> RECORDS FOR THE TASK:
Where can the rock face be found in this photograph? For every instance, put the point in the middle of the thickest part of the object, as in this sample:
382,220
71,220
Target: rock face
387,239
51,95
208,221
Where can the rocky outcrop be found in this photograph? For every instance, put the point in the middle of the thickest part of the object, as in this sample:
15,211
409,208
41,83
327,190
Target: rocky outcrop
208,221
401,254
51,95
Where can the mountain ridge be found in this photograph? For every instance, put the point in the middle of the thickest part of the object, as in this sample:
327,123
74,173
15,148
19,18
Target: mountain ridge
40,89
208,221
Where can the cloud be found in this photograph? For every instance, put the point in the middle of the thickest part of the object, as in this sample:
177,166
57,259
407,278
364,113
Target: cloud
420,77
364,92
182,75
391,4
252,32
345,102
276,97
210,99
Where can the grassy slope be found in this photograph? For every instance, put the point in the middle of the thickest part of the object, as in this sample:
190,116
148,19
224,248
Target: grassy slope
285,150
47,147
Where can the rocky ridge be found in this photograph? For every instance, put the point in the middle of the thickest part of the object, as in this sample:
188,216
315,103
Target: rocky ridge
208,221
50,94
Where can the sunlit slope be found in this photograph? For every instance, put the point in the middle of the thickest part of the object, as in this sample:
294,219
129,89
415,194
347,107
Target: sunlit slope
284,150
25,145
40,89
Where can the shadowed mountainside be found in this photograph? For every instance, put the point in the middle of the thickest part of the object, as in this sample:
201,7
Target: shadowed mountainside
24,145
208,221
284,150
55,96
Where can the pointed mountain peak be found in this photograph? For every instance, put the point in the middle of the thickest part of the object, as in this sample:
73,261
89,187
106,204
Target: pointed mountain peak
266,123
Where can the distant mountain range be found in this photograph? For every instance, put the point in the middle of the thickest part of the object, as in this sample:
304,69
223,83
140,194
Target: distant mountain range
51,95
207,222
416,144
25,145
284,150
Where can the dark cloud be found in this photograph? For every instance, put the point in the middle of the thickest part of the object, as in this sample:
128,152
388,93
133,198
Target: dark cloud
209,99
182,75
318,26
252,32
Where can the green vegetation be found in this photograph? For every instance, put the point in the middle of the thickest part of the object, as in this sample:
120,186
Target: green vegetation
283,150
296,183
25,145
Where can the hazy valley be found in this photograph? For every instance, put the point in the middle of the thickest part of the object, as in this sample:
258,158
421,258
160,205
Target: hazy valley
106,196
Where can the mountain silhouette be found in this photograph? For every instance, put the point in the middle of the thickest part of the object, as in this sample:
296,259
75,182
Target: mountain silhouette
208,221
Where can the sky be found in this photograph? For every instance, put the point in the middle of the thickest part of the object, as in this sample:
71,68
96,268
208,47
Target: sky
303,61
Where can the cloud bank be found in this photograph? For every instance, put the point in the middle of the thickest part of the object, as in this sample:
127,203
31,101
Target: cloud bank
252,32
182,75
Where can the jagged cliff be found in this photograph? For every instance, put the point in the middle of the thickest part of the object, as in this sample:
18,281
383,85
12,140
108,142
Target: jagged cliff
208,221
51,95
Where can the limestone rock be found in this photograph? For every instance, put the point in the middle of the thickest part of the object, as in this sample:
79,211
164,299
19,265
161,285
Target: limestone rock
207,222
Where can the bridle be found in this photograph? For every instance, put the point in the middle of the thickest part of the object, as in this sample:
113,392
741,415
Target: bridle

> EXERCISE AIM: The required output is the full set of entries, reproduced verbatim.

> SOLUTION TO THE EXERCISE:
Where can the rock face be found in this photograph? For every instance, put the point in the middle of the thickest part of the object, as in this sample:
382,220
71,220
Target: rock face
387,239
51,95
208,221
Where can the rocky outcrop be found in this photograph? For every instance, put the point in the middle of the thickest part of the object, as in this sample:
15,211
409,208
41,83
327,190
Target: rocky outcrop
208,221
401,254
51,95
Where can the mountain ridge be found in this photograph? For every instance, put the point in the middle of the thickest part of the object, as in this sample:
327,123
74,173
15,148
19,18
Target: mountain ridge
40,89
208,221
Where can the cloud be found in this photograph? For every instance, put the point in the middle of the thickest part of the object, as in this sample:
177,166
57,259
407,278
364,113
Target: cloud
420,77
364,92
182,75
391,4
252,32
345,102
276,97
210,99
Where can the grassy slope be found in this photograph? For every instance, put the point in the middle of the thickest part of the object, as in this sample:
190,116
148,19
224,248
Target: grassy slope
285,150
47,147
Where can the rocky ridge be found in this photograph? For every instance, put the point in the middle of the thickest part of the object, as in this sample:
188,216
315,103
Target: rocky ridge
208,221
50,94
Where can the sunlit slope be found in this photograph? For every instance, put the point in the middle of the thickest part of the object, as in this sample:
294,219
129,89
415,194
347,107
Target: sunlit slope
284,150
25,145
40,89
Where can the shadowed mountainside be found in this photograph? For every instance, put the point in the middle of the thickest part of the object, as in this sample:
201,7
Target: shadowed mountainside
24,145
208,221
284,150
55,96
Where can the pointed mountain peak be found in this photograph? For every instance, put the point in the middle of the thickest part of the object, as in this sample:
73,261
89,187
106,204
Target: pointed mountain peak
266,123
Where can the distant mountain range be found in this photograph? For every instance, put the point in the middle of the thickest part of the object, as in this sample:
304,69
223,83
140,194
Target: distant mountain range
51,95
207,222
416,144
25,145
284,150
Where can the dark cloud be found in this photograph? For every instance, put the point in the middle of the thickest part of the object, as in this sample:
128,152
388,93
133,198
Target: dark cloud
209,99
182,75
318,26
252,32
Where can the green vegetation be found in this photograph? For every instance, put the point in the middle of the thickest part of the object, as in this sample:
120,186
Target: green vegetation
283,150
296,183
25,145
Where can the hazy valley be found in this photograph? For every instance, put the point in the middle of the thickest part of the object, as in this sample:
258,158
421,258
160,205
Target: hazy valley
106,196
Where can the mountain silhouette be found in this photograph? For every instance, put the point in the middle of the thickest part of the object, as in this sample:
296,259
75,182
Target: mountain silhouette
208,221
Where can the sky be found in this photograph? For every instance, put the point in the middle of the thickest part of the object, as in this sample:
71,68
96,268
208,47
Target: sky
303,61
Where can the cloud bank be found in this photograph? For every instance, put the point in the middle of the thickest part of the object, as in this sample:
127,203
31,101
Target: cloud bank
252,32
182,75
Where can the jagged cliff be found in this photograph? For every instance, put the point in the middle of the thickest part of the object, as in this sample:
18,281
383,85
12,140
108,142
Target: jagged cliff
208,221
51,95
Where can the limestone rock be found in this photograph? For every instance, put the point in the middle of the thickest part of the object, as in this sample:
79,211
164,299
19,265
161,285
Target: limestone rock
207,222
Where can the bridle be found in this photograph? For every instance, put the point in the middle of the thickest part of the object, as in this sample:
113,392
741,415
Target: bridle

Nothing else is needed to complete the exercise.